- _Prompt_: Copy out the lines from the one containing "Target: finger crease" through the final line, both included, requests and all, scaling every point coordinate in the answers by 1.15 and rounding each to the nearest whole number, with halves rounded up.

- _Dataset excerpts_:
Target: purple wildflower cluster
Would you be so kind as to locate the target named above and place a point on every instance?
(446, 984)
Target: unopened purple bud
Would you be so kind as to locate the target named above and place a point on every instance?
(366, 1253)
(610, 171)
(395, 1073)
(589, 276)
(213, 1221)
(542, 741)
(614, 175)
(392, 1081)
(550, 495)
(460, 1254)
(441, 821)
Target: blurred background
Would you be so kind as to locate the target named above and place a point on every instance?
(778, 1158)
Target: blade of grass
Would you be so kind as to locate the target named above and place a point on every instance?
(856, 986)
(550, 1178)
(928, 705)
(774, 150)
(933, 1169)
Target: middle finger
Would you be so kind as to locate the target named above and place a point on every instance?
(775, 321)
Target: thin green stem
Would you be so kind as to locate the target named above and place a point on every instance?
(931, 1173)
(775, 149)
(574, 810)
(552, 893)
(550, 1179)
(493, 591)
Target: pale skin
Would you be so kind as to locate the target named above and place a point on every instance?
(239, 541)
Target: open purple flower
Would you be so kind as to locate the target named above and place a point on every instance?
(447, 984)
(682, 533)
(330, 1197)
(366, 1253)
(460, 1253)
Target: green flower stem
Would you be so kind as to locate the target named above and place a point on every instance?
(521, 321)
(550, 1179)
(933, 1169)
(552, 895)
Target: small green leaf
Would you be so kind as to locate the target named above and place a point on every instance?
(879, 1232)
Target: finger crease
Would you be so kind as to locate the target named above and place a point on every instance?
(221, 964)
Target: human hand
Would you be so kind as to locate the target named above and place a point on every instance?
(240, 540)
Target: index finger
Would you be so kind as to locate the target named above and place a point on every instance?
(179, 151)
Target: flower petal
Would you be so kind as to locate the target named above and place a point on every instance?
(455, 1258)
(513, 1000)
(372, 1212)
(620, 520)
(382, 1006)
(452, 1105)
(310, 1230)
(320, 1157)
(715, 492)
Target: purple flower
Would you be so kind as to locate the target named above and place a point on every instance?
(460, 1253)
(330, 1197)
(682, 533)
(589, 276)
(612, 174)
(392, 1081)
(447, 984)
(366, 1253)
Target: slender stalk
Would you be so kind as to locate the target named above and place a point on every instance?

- _Final result_:
Target: finger crease
Would you be so kind as to locate the target named above and place a point on every instance?
(254, 1109)
Target: human hand
Would you be so kind as to locate the target named above and place a point on every instance?
(276, 621)
Target: index finger
Would you be so kind as to locate the target named above and place a point on every instance?
(206, 174)
Target: flower petal
Would you be so kind as to locate the target named above and place a point on every instance?
(523, 1447)
(590, 1150)
(428, 1394)
(713, 598)
(439, 1157)
(520, 1271)
(357, 1415)
(368, 1331)
(822, 566)
Target: purple flower
Would you be so kind as to locate the target named above and place a point on every instance?
(529, 1441)
(380, 1377)
(784, 613)
(677, 317)
(704, 200)
(451, 1243)
(514, 1132)
(421, 1441)
Target: slender stalk
Would you be so kind as to locate the target named above and place a point on every instance?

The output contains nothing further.